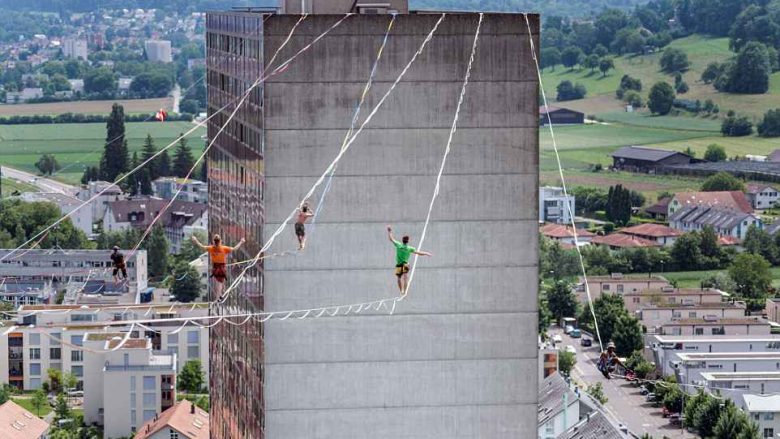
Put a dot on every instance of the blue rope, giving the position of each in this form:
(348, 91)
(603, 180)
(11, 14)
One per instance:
(352, 124)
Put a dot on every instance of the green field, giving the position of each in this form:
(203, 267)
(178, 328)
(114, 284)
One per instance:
(27, 405)
(78, 145)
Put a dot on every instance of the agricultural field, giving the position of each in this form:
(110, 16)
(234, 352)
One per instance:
(701, 51)
(78, 145)
(132, 106)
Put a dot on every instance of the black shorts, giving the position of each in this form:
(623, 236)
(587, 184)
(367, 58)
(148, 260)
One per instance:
(219, 272)
(122, 269)
(401, 269)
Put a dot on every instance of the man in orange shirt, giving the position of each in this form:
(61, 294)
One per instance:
(218, 254)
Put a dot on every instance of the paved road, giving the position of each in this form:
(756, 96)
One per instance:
(44, 184)
(625, 403)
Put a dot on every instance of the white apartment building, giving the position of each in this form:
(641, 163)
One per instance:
(691, 366)
(555, 206)
(27, 352)
(86, 270)
(764, 410)
(666, 349)
(74, 48)
(126, 387)
(194, 191)
(99, 205)
(82, 219)
(559, 407)
(158, 50)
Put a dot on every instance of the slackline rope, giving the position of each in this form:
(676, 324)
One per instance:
(563, 183)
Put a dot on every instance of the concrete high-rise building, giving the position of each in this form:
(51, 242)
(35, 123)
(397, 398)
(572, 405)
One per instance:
(75, 48)
(158, 50)
(458, 358)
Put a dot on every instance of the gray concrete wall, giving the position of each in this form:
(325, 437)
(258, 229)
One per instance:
(458, 359)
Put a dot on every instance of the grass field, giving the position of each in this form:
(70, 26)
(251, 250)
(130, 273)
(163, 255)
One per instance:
(132, 106)
(79, 145)
(701, 51)
(10, 186)
(26, 403)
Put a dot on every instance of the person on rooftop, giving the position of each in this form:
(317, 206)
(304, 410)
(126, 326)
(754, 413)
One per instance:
(218, 254)
(402, 253)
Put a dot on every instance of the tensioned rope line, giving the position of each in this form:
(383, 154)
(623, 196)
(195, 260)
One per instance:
(351, 129)
(563, 182)
(158, 153)
(248, 92)
(354, 119)
(319, 181)
(447, 148)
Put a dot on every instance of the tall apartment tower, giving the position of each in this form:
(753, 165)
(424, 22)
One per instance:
(458, 357)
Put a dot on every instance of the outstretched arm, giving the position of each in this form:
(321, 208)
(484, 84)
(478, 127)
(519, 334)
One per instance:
(240, 243)
(198, 243)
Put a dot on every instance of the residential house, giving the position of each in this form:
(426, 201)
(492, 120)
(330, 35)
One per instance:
(717, 326)
(763, 410)
(617, 241)
(659, 233)
(565, 234)
(560, 116)
(649, 160)
(728, 200)
(559, 407)
(659, 210)
(671, 296)
(762, 196)
(181, 218)
(555, 206)
(194, 191)
(182, 421)
(725, 222)
(18, 423)
(617, 283)
(147, 380)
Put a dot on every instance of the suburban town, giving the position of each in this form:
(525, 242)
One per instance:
(426, 219)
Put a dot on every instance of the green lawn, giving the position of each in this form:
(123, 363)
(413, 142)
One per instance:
(78, 145)
(26, 403)
(692, 279)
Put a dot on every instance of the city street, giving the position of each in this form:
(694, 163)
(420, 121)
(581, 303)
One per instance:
(44, 184)
(625, 403)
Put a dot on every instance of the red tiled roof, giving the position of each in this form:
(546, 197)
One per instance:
(624, 241)
(724, 200)
(180, 418)
(655, 230)
(18, 423)
(561, 231)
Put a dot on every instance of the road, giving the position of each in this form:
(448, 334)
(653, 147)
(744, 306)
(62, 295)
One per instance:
(625, 403)
(43, 184)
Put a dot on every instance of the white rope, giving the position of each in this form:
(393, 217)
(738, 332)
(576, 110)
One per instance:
(335, 161)
(453, 128)
(563, 182)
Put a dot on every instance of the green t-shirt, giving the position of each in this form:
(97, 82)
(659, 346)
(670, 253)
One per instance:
(402, 252)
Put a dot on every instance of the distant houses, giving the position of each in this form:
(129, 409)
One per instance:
(560, 116)
(647, 160)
☆ ☆ ☆ ☆ ☆
> [STATED EXERCISE]: Turn every line of the entries above into a numbered list, skipping blank lines and leaving out the pictures.

> [OUTPUT]:
1. Put a dot on every instance of the blue rope, giving the position of each in this form:
2. (348, 91)
3. (603, 180)
4. (11, 14)
5. One per instance:
6. (352, 124)
7. Put a dot on every instance of the green field, giving the position of each in this form:
8. (203, 267)
9. (178, 328)
10. (114, 284)
11. One per instance:
12. (27, 405)
13. (78, 145)
14. Put a dot on every instance of the agricultural field, giving the position of each in this form:
15. (110, 16)
16. (234, 352)
17. One per instance:
18. (701, 51)
19. (78, 145)
20. (132, 106)
21. Put a dot on every instance of the black shorts, giving the position of each in this form:
22. (623, 236)
23. (587, 184)
24. (367, 58)
25. (148, 260)
26. One per instance:
27. (219, 272)
28. (122, 269)
29. (401, 269)
30. Put a dot on every instance of the man in orange shirt, giving the position of each in this form:
31. (61, 294)
32. One per instance:
33. (218, 254)
34. Put a dot on every instance of the paved road, giving the position of each in this form:
35. (756, 96)
36. One per instance:
37. (44, 184)
38. (625, 403)
39. Put a dot on every instance of the white apartment building, giving the position of each in this form:
40. (641, 163)
41. One per instance:
42. (691, 366)
43. (555, 206)
44. (27, 352)
45. (86, 270)
46. (764, 410)
47. (666, 349)
48. (74, 48)
49. (126, 387)
50. (194, 191)
51. (99, 205)
52. (82, 219)
53. (559, 407)
54. (158, 50)
55. Put a dot on every instance of the slackline rope, giving the position of each in this form:
56. (676, 324)
57. One per instance:
58. (563, 183)
59. Put a dot on every instance of the concrete high-rise building, giving the position of each in this form:
60. (51, 242)
61. (35, 123)
62. (397, 398)
63. (572, 405)
64. One per instance:
65. (75, 48)
66. (158, 50)
67. (458, 358)
68. Put a dot on every instance of the gray concrete wall, giving the position of each in this form:
69. (325, 437)
70. (258, 229)
71. One per instance:
72. (458, 359)
73. Put a dot on every instance of the grass field, giving the position of each in this form:
74. (70, 26)
75. (251, 250)
76. (130, 273)
77. (163, 255)
78. One per instance:
79. (132, 106)
80. (79, 145)
81. (701, 51)
82. (10, 186)
83. (26, 403)
84. Put a dot on every instance of the person on rooftop, giving the position of each in this form:
85. (317, 206)
86. (304, 410)
87. (126, 326)
88. (754, 413)
89. One per instance:
90. (218, 254)
91. (402, 253)
92. Put a dot on every instance of the tensioned rope line, giving the position of each in this form:
93. (383, 154)
94. (623, 196)
95. (195, 260)
96. One per instance:
97. (351, 129)
98. (563, 182)
99. (158, 153)
100. (248, 92)
101. (354, 119)
102. (319, 181)
103. (447, 148)
104. Put a dot on every instance of the tall apartment tower, giving the position of each in this form:
105. (753, 165)
106. (424, 22)
107. One per instance:
108. (458, 357)
109. Put a dot on every instance of the outstretched arm, giving the position of each in this form:
110. (321, 208)
111. (484, 84)
112. (478, 127)
113. (519, 334)
114. One per instance:
115. (240, 243)
116. (198, 243)
117. Put a dot on every instance of the residential house, giving the position of each in this form:
118. (426, 201)
119. (492, 120)
120. (330, 35)
121. One per instance:
122. (717, 326)
123. (763, 410)
124. (617, 241)
125. (659, 233)
126. (565, 234)
127. (560, 116)
128. (649, 160)
129. (728, 200)
130. (559, 407)
131. (659, 210)
132. (671, 296)
133. (762, 196)
134. (181, 218)
135. (555, 206)
136. (194, 191)
137. (182, 421)
138. (725, 222)
139. (18, 423)
140. (617, 283)
141. (147, 380)
142. Put a dot on every instance of the suburban town, giving the position of each in this form:
143. (525, 242)
144. One per instance:
145. (426, 219)
146. Put a dot on every instance of the green lawn, giving the position of each in this form:
147. (123, 363)
148. (413, 142)
149. One per instance:
150. (78, 145)
151. (26, 403)
152. (692, 279)
153. Put a dot on every instance of the city street, giving the position of each in this form:
154. (694, 163)
155. (420, 121)
156. (581, 303)
157. One per instance:
158. (44, 184)
159. (625, 403)
160. Put a dot on every instance of the red tiled roof, giving the position of each in this form:
161. (546, 197)
162. One per instance:
163. (624, 241)
164. (724, 200)
165. (180, 418)
166. (655, 230)
167. (18, 423)
168. (561, 231)
169. Put a dot on every instance of the road, giving the position of each in this form:
170. (448, 334)
171. (653, 147)
172. (744, 306)
173. (62, 295)
174. One per instance:
175. (625, 403)
176. (43, 184)
177. Put a dot on every instance of the white rope, giving the position of each in this form:
178. (393, 217)
179. (738, 332)
180. (576, 110)
181. One per instance:
182. (335, 161)
183. (453, 128)
184. (563, 182)
185. Put a dot on every instance of the green t-shirt, giving the position of each in this form:
186. (97, 82)
187. (659, 346)
188. (670, 253)
189. One per instance:
190. (402, 252)
191. Put a dot on every instance of the distant houses, giving the position of each in this form:
192. (129, 409)
193. One per instance:
194. (560, 116)
195. (647, 160)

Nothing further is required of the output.